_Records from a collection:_
---+---

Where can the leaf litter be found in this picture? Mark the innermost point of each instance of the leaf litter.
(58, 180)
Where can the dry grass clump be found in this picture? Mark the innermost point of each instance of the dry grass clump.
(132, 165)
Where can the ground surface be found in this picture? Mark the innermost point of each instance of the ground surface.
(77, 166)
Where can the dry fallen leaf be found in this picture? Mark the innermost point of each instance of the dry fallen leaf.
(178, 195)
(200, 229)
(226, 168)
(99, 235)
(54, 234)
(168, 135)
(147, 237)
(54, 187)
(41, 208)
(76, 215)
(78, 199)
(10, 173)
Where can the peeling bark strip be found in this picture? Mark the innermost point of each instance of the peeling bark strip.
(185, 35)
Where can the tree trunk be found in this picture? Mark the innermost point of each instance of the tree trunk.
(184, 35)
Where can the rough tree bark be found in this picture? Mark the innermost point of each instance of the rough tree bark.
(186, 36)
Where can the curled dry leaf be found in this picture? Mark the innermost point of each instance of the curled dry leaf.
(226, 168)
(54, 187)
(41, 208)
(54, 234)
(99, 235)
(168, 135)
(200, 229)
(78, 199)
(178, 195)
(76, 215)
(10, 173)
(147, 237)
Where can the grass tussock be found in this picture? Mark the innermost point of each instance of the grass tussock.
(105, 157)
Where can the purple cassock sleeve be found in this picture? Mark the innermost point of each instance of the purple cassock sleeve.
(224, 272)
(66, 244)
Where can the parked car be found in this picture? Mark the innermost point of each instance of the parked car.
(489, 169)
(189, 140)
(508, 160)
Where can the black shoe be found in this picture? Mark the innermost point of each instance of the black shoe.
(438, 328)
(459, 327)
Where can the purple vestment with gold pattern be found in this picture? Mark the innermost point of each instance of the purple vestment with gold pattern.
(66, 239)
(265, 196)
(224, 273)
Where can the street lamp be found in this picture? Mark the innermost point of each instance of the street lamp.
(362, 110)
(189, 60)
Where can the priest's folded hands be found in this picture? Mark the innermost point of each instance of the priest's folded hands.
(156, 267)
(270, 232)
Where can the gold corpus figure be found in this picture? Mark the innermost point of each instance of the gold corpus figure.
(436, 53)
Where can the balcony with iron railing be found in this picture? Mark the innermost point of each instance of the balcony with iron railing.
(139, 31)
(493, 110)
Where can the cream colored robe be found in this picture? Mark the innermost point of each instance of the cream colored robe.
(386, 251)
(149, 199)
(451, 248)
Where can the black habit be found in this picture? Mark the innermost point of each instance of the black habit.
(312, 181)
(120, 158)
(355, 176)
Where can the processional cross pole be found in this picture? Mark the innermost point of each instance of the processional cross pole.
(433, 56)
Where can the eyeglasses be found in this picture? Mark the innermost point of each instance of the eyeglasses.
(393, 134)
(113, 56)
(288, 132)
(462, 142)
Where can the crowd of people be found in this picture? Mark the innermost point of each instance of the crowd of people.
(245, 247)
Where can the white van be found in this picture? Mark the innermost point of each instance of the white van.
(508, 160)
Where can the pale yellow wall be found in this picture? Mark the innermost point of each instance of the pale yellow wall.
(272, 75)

---+---

_REQUIREMENT:_ This exercise requires all the entries to be written out again exactly.

_ANSWER SECTION:_
Where can the leaf litter be found in this picture? Mark the innermost point of each instance of the leaf litter.
(58, 180)
Where can the dry grass clump be found in this picture? Mark the innermost point of each instance of the dry grass clump.
(132, 165)
Where can the ground surface be found in this picture? Mark the innermost point of each instance of the ground surface.
(77, 166)
Where can the dry fallen leaf be found in this picture? Mark the innermost point of each instance of the dry fallen leaf.
(178, 195)
(200, 229)
(226, 168)
(99, 235)
(54, 234)
(168, 135)
(147, 237)
(54, 187)
(41, 208)
(76, 215)
(78, 199)
(10, 173)
Where can the peeling bark strip be found in this picture? Mark the innermost point of each instance of the peeling bark strip.
(185, 35)
Where can the tree trunk be found in this picture? Mark the innermost point of each instance of the tree trunk.
(184, 35)
Where can the rough tree bark be found in this picture? Mark the innermost point of each instance of the rough tree bark.
(186, 36)
Where can the curled dry leaf be found in this picture? Mark the innermost point of each instance of the curled dry leaf.
(226, 168)
(54, 187)
(41, 208)
(54, 234)
(99, 235)
(168, 135)
(200, 229)
(78, 199)
(178, 195)
(76, 215)
(10, 173)
(147, 237)
Where can the grass tussock be found in this picture? Mark the innermost point of each instance of the grass tussock.
(105, 157)
Where can the purple cassock sleeve be found in this picture? Mark the innermost point of each instance of the purple cassock sleeve.
(224, 272)
(66, 244)
Where can the parked car be found in this picture? Mark the innermost point of each instance of the parked car.
(489, 169)
(189, 140)
(508, 160)
Where can the black shoe be found in this picture? Mark the innermost point of each instance of the black shoe.
(438, 328)
(459, 327)
Where can the purple vestment with gold pattern be found in this picture? Mark the innermost point of each instance of the purple vestment with gold pattern.
(66, 239)
(265, 196)
(224, 273)
Where can the street lamp be found in this picture? Mark the innermost point of each instance of the street lamp.
(362, 110)
(189, 60)
Where can the priest's folded hands be found in this picture? Mark the innermost point of each instance of the priest's folded hands.
(156, 267)
(270, 232)
Where can the gold corpus figure be found in this picture? Mark the innermost point of each instance of the gold corpus figure.
(436, 53)
Where can the balcony with iron railing be found in this picture? Mark the innermost point of each instance of the balcony with iron railing.
(139, 31)
(493, 110)
Where can the cream colored robe be found in this picture? Mark the innermost point of each instance of the cream colored robe.
(386, 251)
(149, 199)
(451, 248)
Where can the black habit be found in this picture? Mark the innermost point of each instance of the black habit.
(312, 181)
(120, 158)
(355, 176)
Where can the processional cross pole be found in this picture? Mark the innermost point of each instance of the processional cross pole.
(433, 56)
Where can the eyeglasses be found in this picture? Mark the innermost point of each instance of the eyeglasses.
(393, 134)
(113, 56)
(288, 132)
(462, 142)
Where can the crowd of people be found in this picture? Mark the innermost point of each instance of the crowd of people.
(245, 247)
Where can the white van be found in this picture? Mark the innermost point of each instance of the white van.
(508, 160)
Where can the pale yellow wall be found in this picture? Mark the innermost point of each instance of the pale yellow wall.
(272, 75)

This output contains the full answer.